▶ Work instructions
1. Using the passage on Sigint in the Korean War, decide whether each statement agrees with it: (a) The first decrypts of enciphered North Korean air traffic came from professional codebreakers. (b) Mountainous terrain hampered radio direction finding. (c) Ground-return intercept let operators work farther from enemy lines than normal. Answer yes or no for each, quoting the words that decide it.
2. Transcribe the passage on Sigint in the Korean War from "Any signals even" up to and including "of the war.".
— start Excerpt to read —
Any signals even remotely North Korean were transmitted back to AFSA
headquarters in Washington, arriving ten to twelve hours after intercept. Soon,
new messages were arriving hourly and lights were burning around the clock.

Nevertheless,
cryptanalysis was virtually nonexistent. In fact, the first few decrypts of
enciphered North Korean air traffic were produced not by professional
codebreakers but by an uncleared U.S. Army chaplain using captured codebooks.
Seconded into Sigint duty, Father Harold Henry had spent a number of years in
Korea, where he learned the language. Most analysts instead concentrated on
traffic analysis and plaintext intercepts—highly useful because of poor
communications security by the North Koreans during the early part of the war.
Among the messages sent in the clear were secret battle plans.

Adding to
the problems, it was three months before a small advanced Sigint unit actually
arrived on the Korean peninsula. Radio direction finding was greatly hampered
by the mountainous terrain. Then there were the supply shortages, outmoded
gear, difficulties in determining good intercept sites, equipment ill-suited to
frequent movement over rough terrain, and a significant lack of translators.

From the
beginning, the ground war went badly. By the end of July, the Eighth Army, led
by General Walton H. Walker, had been forced into a boxlike area known as the
Pusan Perimeter, so named because it surrounded the southeastern port of Pusan.
"When we got into the . . . Perimeter, you never saw a more beat-up bunch
of soldiers," recalled former PFC Leonard Korgie. "The North Koreans
had hellish numbers and equipment. We were very, very thin in both."

Walker's
one advantage was a constant supply of Sigint, which provided him with such
vital information as the exact locations of North Korean positions. Armed with
this intelligence, he was able to maximize his limited men and resources by
constantly moving them to where new attacks were planned. Finally, following
MacArthur's daring amphibious landing at Inchon, a port located behind enemy
lines, Walker's men broke out of their box and joined in the attack, putting
North Korea on the defensive.

In one
sense, Sigint in Korea was like a scene from
Back to the Future.
After
planting a number of sound-detecting devices forward of their bunkers to give
warning of approaching troops, ASA soldiers discovered that the devices also
picked up telephone calls. So they began using them for intercept—a practice
common during World War I but long forgotten. This "ground-return
intercept," using the principle of induction, enabled the ASA to collect
some Chinese and Korean telephone traffic. The downside, however, was that in
order to pick up the signals the intercept operator had to get much closer to
enemy lines than normal, sometimes as close as thirty-five yards.*

"One
of our problems in Korea was linguists, there were so few," said Paul
Odonovich, an NSA official who served in Korea with the Army Security Agency.
Odonovich commanded a company of intercept operators on the front lines.
Sitting in antenna-bedecked vans, they would mostly eavesdrop on North Korean
"voice Morse," an unusual procedure whereby the North Korean military
would read the Morse code over the communications channels rather than tap it
out with a key. "They used the singsong 'dit-dot-dit-dit' business,"
said Odonovich.
— end Excerpt to read —
— start Data supplied —
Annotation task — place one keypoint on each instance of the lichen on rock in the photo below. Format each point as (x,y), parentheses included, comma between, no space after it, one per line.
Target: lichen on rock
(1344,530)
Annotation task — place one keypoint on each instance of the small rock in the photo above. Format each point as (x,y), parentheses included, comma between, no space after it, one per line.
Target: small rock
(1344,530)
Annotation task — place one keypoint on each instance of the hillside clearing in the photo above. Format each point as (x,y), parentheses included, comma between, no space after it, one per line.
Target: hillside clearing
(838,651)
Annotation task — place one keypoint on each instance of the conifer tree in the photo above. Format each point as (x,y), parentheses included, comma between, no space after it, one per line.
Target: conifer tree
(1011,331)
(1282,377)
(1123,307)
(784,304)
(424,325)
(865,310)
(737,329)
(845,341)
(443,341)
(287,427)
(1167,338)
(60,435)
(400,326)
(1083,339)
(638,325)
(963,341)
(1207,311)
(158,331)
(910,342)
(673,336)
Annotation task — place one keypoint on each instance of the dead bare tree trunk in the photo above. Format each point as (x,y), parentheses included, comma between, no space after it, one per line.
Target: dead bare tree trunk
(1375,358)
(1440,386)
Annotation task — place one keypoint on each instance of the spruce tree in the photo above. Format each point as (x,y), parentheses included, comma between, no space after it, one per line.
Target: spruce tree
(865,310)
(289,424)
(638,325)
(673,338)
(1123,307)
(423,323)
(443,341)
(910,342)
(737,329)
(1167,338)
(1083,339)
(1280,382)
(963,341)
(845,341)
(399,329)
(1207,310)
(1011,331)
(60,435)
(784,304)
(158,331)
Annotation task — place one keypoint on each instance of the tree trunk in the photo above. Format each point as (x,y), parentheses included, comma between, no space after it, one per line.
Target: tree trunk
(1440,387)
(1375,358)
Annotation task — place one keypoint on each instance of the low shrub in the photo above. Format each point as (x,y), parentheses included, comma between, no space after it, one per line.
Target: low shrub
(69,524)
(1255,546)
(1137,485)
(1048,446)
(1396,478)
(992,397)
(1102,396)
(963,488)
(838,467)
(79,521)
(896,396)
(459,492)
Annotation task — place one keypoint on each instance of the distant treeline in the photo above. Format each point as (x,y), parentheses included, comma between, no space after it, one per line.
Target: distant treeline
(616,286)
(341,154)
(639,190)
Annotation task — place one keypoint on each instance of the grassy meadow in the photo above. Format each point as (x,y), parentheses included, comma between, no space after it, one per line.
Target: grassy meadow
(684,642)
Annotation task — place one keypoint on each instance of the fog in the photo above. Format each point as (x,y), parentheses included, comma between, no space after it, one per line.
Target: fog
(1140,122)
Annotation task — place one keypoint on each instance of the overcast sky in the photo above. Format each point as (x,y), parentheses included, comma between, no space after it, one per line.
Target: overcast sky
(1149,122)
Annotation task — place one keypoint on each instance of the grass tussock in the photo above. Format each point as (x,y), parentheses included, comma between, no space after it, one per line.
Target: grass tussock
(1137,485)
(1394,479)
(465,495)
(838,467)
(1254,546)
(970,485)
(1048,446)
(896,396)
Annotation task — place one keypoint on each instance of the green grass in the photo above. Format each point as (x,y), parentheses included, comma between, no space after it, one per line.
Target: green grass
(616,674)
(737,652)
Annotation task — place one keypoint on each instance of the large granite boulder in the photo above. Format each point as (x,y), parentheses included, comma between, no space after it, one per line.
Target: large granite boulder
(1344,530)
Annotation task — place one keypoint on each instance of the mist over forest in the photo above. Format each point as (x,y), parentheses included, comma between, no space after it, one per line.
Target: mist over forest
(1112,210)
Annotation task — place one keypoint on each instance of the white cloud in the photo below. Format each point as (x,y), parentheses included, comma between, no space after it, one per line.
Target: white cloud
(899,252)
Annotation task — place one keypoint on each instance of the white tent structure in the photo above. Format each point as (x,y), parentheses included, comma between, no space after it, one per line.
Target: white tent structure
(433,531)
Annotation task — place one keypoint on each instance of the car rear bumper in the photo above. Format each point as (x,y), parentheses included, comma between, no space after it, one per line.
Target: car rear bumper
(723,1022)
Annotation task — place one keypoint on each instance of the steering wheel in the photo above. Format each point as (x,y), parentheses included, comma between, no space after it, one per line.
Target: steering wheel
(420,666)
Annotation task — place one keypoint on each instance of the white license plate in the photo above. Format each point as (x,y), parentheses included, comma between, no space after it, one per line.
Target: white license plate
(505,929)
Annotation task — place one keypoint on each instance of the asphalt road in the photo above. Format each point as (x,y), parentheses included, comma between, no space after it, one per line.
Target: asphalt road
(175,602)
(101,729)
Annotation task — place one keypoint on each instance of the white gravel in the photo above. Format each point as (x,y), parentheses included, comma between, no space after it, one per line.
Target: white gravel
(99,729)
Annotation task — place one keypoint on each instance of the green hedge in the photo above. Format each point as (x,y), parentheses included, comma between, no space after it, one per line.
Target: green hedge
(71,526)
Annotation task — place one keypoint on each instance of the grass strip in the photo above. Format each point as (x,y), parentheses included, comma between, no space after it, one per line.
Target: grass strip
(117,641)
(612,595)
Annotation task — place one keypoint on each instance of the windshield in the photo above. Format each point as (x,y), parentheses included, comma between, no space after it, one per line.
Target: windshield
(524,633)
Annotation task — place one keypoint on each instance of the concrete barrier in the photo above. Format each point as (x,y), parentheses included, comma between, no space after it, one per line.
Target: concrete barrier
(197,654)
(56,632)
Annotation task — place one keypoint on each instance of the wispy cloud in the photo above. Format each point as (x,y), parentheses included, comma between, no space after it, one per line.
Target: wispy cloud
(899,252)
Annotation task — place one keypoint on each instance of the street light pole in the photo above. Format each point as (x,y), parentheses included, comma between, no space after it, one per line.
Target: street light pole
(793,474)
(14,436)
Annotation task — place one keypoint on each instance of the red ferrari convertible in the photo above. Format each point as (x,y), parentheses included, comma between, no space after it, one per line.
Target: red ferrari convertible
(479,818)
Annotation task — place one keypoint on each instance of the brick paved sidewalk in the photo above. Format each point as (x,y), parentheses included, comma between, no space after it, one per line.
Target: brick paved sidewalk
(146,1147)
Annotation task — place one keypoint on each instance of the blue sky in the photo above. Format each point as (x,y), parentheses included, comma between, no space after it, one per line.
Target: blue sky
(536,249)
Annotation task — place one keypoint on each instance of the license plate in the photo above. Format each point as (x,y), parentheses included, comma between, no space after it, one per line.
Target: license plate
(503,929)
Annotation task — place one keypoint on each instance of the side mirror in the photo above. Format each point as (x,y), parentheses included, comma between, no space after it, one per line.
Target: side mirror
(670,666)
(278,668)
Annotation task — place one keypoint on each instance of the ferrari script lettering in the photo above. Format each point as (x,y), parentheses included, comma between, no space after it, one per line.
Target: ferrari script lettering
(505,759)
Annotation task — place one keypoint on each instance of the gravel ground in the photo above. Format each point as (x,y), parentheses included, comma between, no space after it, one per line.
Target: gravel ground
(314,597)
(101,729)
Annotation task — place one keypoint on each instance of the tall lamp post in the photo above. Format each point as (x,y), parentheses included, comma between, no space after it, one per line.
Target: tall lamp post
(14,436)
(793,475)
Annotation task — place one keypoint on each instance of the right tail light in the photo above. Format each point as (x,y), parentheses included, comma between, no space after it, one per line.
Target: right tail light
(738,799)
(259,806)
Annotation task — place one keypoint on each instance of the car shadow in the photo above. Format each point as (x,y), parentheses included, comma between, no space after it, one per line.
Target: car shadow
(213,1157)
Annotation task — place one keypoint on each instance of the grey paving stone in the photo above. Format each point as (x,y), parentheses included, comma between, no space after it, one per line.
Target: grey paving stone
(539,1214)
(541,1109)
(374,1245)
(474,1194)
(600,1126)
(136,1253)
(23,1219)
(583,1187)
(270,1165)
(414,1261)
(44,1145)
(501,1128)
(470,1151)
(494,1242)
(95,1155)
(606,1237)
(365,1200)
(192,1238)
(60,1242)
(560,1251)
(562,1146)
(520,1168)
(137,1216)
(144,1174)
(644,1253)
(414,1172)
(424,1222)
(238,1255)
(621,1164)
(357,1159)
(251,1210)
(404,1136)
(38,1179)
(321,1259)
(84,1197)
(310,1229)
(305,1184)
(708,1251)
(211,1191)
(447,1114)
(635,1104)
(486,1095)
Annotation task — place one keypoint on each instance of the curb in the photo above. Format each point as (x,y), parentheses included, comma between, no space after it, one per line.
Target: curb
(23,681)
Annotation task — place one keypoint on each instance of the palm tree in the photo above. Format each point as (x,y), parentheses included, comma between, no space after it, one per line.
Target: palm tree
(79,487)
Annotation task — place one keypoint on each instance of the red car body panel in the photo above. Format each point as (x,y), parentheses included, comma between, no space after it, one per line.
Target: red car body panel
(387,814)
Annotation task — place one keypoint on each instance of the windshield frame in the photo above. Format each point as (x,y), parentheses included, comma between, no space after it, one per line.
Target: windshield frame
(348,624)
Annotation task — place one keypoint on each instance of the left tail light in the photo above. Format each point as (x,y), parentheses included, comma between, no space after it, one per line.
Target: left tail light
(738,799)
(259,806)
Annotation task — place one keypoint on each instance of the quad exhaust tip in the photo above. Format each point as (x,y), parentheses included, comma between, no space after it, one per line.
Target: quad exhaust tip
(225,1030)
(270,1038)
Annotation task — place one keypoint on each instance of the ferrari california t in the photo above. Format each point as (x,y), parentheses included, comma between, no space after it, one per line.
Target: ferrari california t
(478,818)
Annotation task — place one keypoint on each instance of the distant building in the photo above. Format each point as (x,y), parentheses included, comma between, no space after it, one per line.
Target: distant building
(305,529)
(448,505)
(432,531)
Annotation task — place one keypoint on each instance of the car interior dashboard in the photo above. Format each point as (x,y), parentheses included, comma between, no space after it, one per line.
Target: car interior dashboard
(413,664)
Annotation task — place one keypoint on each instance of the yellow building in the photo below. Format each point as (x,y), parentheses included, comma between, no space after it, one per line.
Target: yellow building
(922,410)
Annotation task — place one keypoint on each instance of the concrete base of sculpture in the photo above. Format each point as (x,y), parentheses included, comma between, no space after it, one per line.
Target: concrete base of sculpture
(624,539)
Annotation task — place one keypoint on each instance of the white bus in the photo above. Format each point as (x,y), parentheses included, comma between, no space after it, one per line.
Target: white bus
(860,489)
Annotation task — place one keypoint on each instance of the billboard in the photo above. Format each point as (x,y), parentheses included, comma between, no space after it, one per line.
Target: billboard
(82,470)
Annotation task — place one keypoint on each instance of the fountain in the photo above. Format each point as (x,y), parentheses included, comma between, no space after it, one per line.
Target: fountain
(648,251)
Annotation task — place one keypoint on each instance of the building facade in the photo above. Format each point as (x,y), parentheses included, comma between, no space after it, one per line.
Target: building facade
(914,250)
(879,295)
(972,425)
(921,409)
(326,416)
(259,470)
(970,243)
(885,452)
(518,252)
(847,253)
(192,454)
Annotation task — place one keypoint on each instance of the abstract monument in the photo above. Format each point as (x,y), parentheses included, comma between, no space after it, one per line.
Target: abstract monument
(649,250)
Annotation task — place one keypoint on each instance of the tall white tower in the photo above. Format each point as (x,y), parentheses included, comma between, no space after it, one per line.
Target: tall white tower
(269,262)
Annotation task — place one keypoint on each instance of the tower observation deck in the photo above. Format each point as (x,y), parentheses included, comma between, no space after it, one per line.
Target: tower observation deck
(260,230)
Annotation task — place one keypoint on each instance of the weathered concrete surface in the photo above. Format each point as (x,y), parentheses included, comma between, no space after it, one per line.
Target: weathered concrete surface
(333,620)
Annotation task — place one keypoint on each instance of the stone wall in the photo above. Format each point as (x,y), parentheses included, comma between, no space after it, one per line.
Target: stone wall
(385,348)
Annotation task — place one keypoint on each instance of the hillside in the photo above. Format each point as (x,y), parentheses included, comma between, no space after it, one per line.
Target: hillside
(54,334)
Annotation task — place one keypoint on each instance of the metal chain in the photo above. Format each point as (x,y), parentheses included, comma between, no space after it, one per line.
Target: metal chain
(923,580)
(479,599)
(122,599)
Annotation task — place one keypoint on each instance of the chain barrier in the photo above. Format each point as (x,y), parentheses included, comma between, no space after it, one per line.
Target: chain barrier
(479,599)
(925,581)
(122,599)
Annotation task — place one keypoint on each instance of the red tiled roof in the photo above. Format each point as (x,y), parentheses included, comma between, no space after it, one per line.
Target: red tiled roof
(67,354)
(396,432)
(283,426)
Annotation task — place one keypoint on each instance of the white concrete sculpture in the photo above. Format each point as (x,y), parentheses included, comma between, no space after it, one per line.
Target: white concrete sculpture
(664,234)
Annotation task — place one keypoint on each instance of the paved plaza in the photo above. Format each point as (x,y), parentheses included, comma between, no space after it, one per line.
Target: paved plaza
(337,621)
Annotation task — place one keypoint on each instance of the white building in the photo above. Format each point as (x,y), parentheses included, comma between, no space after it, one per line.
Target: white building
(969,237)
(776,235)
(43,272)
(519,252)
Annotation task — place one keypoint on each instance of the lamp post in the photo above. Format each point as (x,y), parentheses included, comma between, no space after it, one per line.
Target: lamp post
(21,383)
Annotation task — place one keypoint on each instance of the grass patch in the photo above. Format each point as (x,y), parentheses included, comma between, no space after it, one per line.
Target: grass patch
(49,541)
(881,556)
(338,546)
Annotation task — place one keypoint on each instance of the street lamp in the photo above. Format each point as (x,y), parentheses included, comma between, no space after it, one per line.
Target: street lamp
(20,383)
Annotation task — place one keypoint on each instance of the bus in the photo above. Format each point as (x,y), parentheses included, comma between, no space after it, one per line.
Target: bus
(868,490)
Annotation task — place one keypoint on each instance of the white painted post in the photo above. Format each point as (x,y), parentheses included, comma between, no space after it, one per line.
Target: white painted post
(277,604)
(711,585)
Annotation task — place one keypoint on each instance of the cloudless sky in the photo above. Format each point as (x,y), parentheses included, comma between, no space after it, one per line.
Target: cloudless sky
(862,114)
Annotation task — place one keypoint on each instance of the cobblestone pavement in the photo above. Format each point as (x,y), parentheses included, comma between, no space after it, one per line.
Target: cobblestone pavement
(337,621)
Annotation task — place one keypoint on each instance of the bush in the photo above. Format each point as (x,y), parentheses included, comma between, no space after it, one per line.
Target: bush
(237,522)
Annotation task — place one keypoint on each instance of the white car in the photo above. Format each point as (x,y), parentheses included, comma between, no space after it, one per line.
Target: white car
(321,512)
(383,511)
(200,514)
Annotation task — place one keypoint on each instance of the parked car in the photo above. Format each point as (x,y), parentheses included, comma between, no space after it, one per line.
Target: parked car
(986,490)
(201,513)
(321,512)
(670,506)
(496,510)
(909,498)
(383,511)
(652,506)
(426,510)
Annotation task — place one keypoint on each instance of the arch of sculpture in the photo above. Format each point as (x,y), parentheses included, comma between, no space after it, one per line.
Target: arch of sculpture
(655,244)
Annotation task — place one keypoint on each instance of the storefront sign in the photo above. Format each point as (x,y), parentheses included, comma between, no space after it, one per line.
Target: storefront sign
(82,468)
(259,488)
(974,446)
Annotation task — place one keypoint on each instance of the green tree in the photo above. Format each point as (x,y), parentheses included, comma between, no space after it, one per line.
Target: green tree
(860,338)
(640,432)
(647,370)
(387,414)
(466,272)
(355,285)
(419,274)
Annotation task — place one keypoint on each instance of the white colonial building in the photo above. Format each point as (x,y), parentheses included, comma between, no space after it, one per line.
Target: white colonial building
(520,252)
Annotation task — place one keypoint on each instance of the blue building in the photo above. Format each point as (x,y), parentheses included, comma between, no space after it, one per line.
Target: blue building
— end Data supplied —
▶ Answers for this exercise
1.
(a) No: "were produced not by professional codebreakers but by an uncleared U.S. Army chaplain using captured codebooks."
(b) Yes: "Radio direction finding was greatly hampered by the mountainous terrain."
(c) No: "the intercept operator had to get much closer to enemy lines than normal"

2.
Any signals even remotely North Korean were transmitted back to AFSA
headquarters in Washington, arriving ten to twelve hours after intercept. Soon,
new messages were arriving hourly and lights were burning around the clock.

Nevertheless,
cryptanalysis was virtually nonexistent. In fact, the first few decrypts of
enciphered North Korean air traffic were produced not by professional
codebreakers but by an uncleared U.S. Army chaplain using captured codebooks.
Seconded into Sigint duty, Father Harold Henry had spent a number of years in
Korea, where he learned the language. Most analysts instead concentrated on
traffic analysis and plaintext intercepts—highly useful because of poor
communications security by the North Koreans during the early part of the war.